--- REQUIREMENTS ---
Only the lines from the line holding "the red face" through the final line of the entries below are to be returned, exactly as they stand.

┄┄┄┄┄┄┄┄┄┄

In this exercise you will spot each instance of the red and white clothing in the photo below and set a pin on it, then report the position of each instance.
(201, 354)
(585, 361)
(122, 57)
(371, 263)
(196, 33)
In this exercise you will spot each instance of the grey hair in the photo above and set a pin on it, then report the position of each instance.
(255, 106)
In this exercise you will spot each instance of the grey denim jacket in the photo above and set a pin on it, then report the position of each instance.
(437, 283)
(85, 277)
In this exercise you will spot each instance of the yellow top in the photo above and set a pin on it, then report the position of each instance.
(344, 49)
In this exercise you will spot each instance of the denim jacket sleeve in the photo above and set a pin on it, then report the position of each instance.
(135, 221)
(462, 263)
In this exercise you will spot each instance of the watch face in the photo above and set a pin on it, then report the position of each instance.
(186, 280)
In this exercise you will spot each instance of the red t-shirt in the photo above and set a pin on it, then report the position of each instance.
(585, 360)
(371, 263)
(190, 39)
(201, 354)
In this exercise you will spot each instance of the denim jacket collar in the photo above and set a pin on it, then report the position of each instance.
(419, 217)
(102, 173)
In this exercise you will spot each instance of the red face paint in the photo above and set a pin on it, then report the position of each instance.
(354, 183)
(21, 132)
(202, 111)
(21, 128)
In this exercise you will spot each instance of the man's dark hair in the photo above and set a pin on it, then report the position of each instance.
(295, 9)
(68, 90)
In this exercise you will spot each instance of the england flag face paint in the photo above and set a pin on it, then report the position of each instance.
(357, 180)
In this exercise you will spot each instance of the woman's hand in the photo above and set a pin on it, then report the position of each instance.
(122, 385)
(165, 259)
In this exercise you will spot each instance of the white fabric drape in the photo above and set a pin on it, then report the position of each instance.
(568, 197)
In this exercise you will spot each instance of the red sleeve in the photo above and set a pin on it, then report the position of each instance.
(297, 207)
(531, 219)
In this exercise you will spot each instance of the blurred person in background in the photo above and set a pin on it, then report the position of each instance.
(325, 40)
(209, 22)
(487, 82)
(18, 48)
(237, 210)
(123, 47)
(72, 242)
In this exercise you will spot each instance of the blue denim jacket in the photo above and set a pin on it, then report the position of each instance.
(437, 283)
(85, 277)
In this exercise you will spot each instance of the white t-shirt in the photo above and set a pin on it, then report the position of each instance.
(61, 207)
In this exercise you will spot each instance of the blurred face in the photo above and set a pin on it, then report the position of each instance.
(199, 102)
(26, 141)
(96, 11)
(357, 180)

┄┄┄┄┄┄┄┄┄┄

--- RESULT ---
In this exercise you will spot each instance of the red face paint in the photo above and set a pin on it, then report the position of each instance.
(354, 183)
(21, 132)
(202, 111)
(21, 128)
In this exercise you will spot each instance of the man's dark hair in the photo above and set a pin on it, then report the position of each instance.
(295, 9)
(68, 90)
In this exercise you will spot each instance of the england flag face paint in the photo above and set a pin on it, then report the position of each instance.
(357, 180)
In this exercise you will spot each instance of the woman's hand in the photo above and set a pin on it, then report the position of each instance.
(122, 385)
(165, 259)
In this exercise you will spot each instance of the white fabric drape in the photo above and set a pin on it, then report the position of each instance.
(568, 197)
In this exercise you will spot each instance of the red sleeve in the photo above and set a pin on it, then report the position of each instance.
(297, 207)
(531, 219)
In this exercise you will spot each instance of the blurred person in background in the photo above and set a pin on it, then report the position of each instance.
(325, 40)
(209, 22)
(487, 82)
(18, 48)
(237, 210)
(123, 47)
(72, 242)
In this exercise you will spot each instance of the blue denim jacket in the photo above and set a pin on it, then report the position of each instance.
(437, 283)
(85, 277)
In this exercise you will spot each instance of the white t-shirt in the photo above and set a pin on it, then report the position of each instance.
(61, 207)
In this exercise you will spot each instance of the blurred face in the photo above and set a pin on it, then report the position of each instance.
(199, 102)
(26, 141)
(96, 11)
(357, 180)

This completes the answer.